**Gekozen fragment**
== == ==

Omvang van het geding
De advocaat-generaal heeft ter terechtzitting van 11 april 2014 verzocht de onderhavige strafzaak tegen de verdachte te voegen met de strafzaak onder parketnummer 23-000915-11. Het hof acht daartoe geen termen aanwezig en wijst het verzoek af.
Nu de dagvaarding ten aanzien van het onder 2 ten laste gelegde feit ter terechtzitting van 11 april 2014 door het hof nietig is verklaard, zal het hof ten aanzien van dit feit geen beslissing meer nemen.
Tenlastelegging
Gelet op de in hoger beroep door het gerechtshof toegelaten wijziging is aan de verdachte ten laste gelegd dat, voor zover in hoger beroep nog aan de orde:
Feit 1:
hij op een of meer tijdstip(pen) gelegen in of omstreeks de periode vanaf 25 maart 2006 tot en met 16 juli 2010 te Amsterdam telkens opzettelijk, door middel van verspreiding van (een) geschrift(en), de eer en/of de goede naam van [bedrijf 1] en/of [benadeelde 1] heeft aangerand door telastlegging van een of meer bepaalde feiten, met het kennelijke doel om daaraan ruchtbaarheid te geven, immers heeft verdachte telkens met voormeld doel (een) geschrift(en), verspreid, te weten:
1. een brief van 15 mei 2006 aan mr. [naam 1] en/of
2. een brief d.d. 12/11/2006 aan [naam 2] en/of
3. een brief d.d. 1 september 2009 aan mrs. [naam 3] en/of
4. een brief d.d. 17 oktober 2009 aan mrs. [naam 4] en/of
5. een brief d.d. 7/16/2010 aan de [naam 5] en/of
6. een brief d.d. 20 februari 2008 aan Mr. [naam 6] en/of7. een brief d.d. 30 juni 2006 aan Mr. [naam 7] ,
inhoudende
1.
"however benefiting from Nazi occupation directly or indirectly should and does impact the reputation of such firms"
en/of
2.
"I strongly feel, that until Senator [benadeelde 1] and his brothers accept to see the correlation of their public and professional career and their status in society on the one hand and the actions of their father (warprofiteering and collaboration) on the other, excommunication, in the most literal way should be imposed on them, wherever possible."

== == ==

[Aanwijsgegevens met labels]
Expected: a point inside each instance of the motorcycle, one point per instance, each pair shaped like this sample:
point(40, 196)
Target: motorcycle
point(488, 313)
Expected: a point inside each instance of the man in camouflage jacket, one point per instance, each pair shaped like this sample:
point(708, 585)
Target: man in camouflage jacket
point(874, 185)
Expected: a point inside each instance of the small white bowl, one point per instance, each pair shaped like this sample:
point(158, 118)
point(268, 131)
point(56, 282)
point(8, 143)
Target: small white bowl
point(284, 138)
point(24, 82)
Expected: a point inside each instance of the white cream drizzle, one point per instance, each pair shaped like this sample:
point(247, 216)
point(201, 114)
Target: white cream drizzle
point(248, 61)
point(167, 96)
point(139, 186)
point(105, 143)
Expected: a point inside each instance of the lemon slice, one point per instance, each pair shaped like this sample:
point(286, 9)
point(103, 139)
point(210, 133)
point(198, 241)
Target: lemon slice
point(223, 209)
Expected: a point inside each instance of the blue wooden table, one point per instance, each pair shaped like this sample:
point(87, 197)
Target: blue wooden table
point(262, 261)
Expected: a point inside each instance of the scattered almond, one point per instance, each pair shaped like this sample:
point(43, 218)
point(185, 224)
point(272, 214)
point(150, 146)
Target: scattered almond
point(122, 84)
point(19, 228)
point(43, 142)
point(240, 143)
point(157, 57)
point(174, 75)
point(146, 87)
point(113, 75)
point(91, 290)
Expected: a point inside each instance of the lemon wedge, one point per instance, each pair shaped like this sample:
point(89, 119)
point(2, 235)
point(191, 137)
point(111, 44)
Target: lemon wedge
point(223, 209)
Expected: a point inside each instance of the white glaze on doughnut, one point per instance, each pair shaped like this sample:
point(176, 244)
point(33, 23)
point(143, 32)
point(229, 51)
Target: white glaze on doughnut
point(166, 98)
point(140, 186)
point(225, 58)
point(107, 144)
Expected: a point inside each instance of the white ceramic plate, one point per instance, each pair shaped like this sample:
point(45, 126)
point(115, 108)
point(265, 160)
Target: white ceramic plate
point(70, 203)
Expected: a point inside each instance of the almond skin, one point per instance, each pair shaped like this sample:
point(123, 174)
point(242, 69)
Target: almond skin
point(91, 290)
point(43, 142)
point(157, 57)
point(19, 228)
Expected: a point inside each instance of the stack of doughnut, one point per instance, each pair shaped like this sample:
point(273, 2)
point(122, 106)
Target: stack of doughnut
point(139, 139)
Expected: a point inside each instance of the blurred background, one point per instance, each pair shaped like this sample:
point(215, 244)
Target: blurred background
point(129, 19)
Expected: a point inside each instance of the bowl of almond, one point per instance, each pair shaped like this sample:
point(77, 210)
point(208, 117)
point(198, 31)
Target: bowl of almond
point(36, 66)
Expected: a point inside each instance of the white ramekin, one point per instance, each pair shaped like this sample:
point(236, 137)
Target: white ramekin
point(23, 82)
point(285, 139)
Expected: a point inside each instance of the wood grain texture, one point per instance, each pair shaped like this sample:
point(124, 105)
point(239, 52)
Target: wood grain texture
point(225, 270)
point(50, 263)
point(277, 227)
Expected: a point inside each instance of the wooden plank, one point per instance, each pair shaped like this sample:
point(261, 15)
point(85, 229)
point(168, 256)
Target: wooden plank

== == ==

**Schrijfopdrachten**
**A.** Geef uit de tekst over de smaadzaak letterlijk het stuk weer van "Omvang van het" tot en met "het verzoek af.".
**B.** Zet de tekst over de smaadzaak voort, te beginnen na de laatste zin die er staat.
Voor deze opdrachten heb je de gegevens niet nodig.

**Antwoorden per opdracht**
**A.**
Omvang van het geding
De advocaat-generaal heeft ter terechtzitting van 11 april 2014 verzocht de onderhavige strafzaak tegen de verdachte te voegen met de strafzaak onder parketnummer 23-000915-11. Het hof acht daartoe geen termen aanwezig en wijst het verzoek af.

**B.**
en/of
"Therefore it is obvious and crystal-clear that no (single) official representative of the most powerful symbol of Dutch collaboration and nazi atrocities in theNetherlands should in no way be connected to, - in any shape or form - any law firm - or their individual associates - which has at least a 'stained' history, thus giving their stamp of approval to collaboration directly or indirectly (third parties and profiteers) with the worst crime in history."
en/of
3.
"I emphasize the word ex, because mr [benadeelde 1] decided only a few months ago to resign as a senator,after he was convicted of smuggling a painting by Rembrandt (as appointed Senator) from the USA through Switzerland into the Netherlands"
en/of
" [bedrijf 1] by accepting the request from and to offer their services to [naam 8] makes them "in facto" aids to terrorism"
en/of
4.
"The firm has a tendency and tradition to work with anti democratic individuals and states, by preference enemies of the United States”
en/of
"Interestingly enough the current ex-senator Mr. [benadeelde 1] had to resign after smuggling a 'Rembrandt' from the US trough Switzerland into the Netherlands"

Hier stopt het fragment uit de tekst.